*What you are asked to do*.
Take the rows from the line with "Trace the outline of every instance of the distant" up to and including the line with "Give the mask of the distant tree trunk.", and write those lines out again with "instance" swapped for "occurrence" and everything else left the same.

*Extracted information*.
## Start

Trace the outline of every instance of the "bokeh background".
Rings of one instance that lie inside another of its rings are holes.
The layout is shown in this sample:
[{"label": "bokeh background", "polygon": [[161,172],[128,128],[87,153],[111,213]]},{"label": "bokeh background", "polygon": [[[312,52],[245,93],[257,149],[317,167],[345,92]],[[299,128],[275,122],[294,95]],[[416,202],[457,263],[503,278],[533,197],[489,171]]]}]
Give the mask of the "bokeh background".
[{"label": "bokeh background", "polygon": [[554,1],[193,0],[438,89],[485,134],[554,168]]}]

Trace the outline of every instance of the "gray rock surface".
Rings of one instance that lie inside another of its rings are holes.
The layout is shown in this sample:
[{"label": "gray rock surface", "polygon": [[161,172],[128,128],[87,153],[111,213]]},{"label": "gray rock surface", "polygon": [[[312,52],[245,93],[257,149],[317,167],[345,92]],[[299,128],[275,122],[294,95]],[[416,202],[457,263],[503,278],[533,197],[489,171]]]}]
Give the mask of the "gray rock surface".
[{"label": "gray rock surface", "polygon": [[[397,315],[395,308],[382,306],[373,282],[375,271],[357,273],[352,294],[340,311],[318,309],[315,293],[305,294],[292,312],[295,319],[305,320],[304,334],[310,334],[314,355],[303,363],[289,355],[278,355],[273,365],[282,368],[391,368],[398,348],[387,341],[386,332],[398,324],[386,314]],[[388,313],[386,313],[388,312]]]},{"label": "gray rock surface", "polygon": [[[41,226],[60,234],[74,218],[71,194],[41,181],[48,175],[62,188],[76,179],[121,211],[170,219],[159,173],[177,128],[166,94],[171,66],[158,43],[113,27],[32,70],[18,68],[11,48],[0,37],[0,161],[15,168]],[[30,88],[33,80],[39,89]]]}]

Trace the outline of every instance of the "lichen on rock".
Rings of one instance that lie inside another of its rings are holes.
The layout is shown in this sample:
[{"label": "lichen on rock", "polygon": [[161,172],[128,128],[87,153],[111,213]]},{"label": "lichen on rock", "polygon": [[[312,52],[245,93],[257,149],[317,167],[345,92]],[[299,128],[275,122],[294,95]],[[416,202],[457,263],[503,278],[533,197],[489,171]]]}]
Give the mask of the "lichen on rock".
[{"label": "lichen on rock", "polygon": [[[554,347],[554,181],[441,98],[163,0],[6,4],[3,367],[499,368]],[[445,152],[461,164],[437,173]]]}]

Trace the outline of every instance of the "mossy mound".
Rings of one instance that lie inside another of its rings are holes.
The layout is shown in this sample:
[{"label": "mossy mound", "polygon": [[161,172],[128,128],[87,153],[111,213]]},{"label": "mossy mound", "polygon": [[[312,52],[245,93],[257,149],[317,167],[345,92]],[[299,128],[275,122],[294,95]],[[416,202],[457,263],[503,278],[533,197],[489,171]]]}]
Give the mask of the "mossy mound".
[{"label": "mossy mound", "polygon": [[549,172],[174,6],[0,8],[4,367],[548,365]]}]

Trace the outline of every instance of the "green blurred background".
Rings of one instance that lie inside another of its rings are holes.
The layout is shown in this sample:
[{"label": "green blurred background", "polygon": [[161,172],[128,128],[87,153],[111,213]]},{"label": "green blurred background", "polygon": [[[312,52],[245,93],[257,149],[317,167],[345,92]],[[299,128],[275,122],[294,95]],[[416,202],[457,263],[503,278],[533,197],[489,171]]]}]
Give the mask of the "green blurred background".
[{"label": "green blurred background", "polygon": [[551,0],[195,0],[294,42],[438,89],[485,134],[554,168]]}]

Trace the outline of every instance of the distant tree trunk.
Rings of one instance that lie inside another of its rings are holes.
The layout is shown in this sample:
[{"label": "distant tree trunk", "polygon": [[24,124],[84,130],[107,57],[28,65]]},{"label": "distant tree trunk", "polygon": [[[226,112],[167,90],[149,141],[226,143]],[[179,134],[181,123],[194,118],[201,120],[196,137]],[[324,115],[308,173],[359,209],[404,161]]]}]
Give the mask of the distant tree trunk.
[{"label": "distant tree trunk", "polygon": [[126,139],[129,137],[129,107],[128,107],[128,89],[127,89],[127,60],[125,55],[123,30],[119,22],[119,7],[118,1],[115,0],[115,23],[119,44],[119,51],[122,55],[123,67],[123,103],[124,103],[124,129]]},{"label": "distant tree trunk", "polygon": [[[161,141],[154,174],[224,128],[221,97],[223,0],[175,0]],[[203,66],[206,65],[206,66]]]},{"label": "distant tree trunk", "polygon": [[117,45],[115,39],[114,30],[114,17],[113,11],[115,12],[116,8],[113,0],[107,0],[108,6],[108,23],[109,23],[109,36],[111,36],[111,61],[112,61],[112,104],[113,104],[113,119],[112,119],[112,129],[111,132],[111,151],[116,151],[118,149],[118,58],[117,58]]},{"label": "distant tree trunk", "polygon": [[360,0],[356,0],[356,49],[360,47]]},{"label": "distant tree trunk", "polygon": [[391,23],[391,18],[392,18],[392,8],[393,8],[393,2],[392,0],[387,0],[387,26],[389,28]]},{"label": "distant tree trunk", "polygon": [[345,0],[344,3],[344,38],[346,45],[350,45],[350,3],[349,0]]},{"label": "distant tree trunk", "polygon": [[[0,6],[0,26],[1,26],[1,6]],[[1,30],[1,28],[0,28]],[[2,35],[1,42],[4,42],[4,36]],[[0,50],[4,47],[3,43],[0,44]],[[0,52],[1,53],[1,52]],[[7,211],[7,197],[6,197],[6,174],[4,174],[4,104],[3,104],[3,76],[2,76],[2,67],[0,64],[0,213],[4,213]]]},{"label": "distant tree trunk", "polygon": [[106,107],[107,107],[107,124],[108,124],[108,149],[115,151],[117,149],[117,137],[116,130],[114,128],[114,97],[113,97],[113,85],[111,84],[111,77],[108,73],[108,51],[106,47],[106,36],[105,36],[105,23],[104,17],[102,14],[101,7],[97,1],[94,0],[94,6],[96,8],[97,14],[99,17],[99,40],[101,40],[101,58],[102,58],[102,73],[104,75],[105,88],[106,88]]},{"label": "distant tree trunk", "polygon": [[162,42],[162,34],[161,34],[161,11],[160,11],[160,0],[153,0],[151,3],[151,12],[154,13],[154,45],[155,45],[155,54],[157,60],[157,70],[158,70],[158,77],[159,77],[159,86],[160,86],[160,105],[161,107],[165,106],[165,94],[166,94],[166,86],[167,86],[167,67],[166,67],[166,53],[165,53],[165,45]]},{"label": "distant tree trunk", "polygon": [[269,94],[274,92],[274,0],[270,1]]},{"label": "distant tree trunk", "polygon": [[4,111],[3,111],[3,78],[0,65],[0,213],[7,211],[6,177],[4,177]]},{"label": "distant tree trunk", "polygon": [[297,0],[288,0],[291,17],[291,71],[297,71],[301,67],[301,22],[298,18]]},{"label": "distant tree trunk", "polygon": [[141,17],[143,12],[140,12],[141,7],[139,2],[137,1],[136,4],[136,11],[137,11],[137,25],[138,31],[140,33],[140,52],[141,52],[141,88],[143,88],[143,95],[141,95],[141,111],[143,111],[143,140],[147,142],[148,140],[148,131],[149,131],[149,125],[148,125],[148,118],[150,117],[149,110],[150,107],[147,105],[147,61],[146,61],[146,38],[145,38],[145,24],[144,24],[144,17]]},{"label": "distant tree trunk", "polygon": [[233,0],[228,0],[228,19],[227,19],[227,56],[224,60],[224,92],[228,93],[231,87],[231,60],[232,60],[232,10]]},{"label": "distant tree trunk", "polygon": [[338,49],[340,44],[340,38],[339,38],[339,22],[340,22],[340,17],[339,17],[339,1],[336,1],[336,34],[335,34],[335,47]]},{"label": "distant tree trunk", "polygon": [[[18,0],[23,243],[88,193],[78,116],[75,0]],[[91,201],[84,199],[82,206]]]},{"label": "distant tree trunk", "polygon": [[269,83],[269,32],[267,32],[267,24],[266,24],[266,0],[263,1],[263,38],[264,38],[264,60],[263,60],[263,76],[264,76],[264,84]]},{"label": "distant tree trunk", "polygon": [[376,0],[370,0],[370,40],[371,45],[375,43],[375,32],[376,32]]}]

## End

*Correct result*.
Trace the outline of every occurrence of the distant tree trunk.
Rings of one occurrence that lie inside another of its rings are holes.
The layout is shown in this sample:
[{"label": "distant tree trunk", "polygon": [[24,124],[84,130],[107,57],[28,65]]},{"label": "distant tree trunk", "polygon": [[[226,112],[167,90],[149,141],[226,143]],[[179,134],[181,123],[194,118],[201,120],[196,137]],[[324,115],[308,173],[359,209],[404,161]]]}]
Give the mask of the distant tree trunk.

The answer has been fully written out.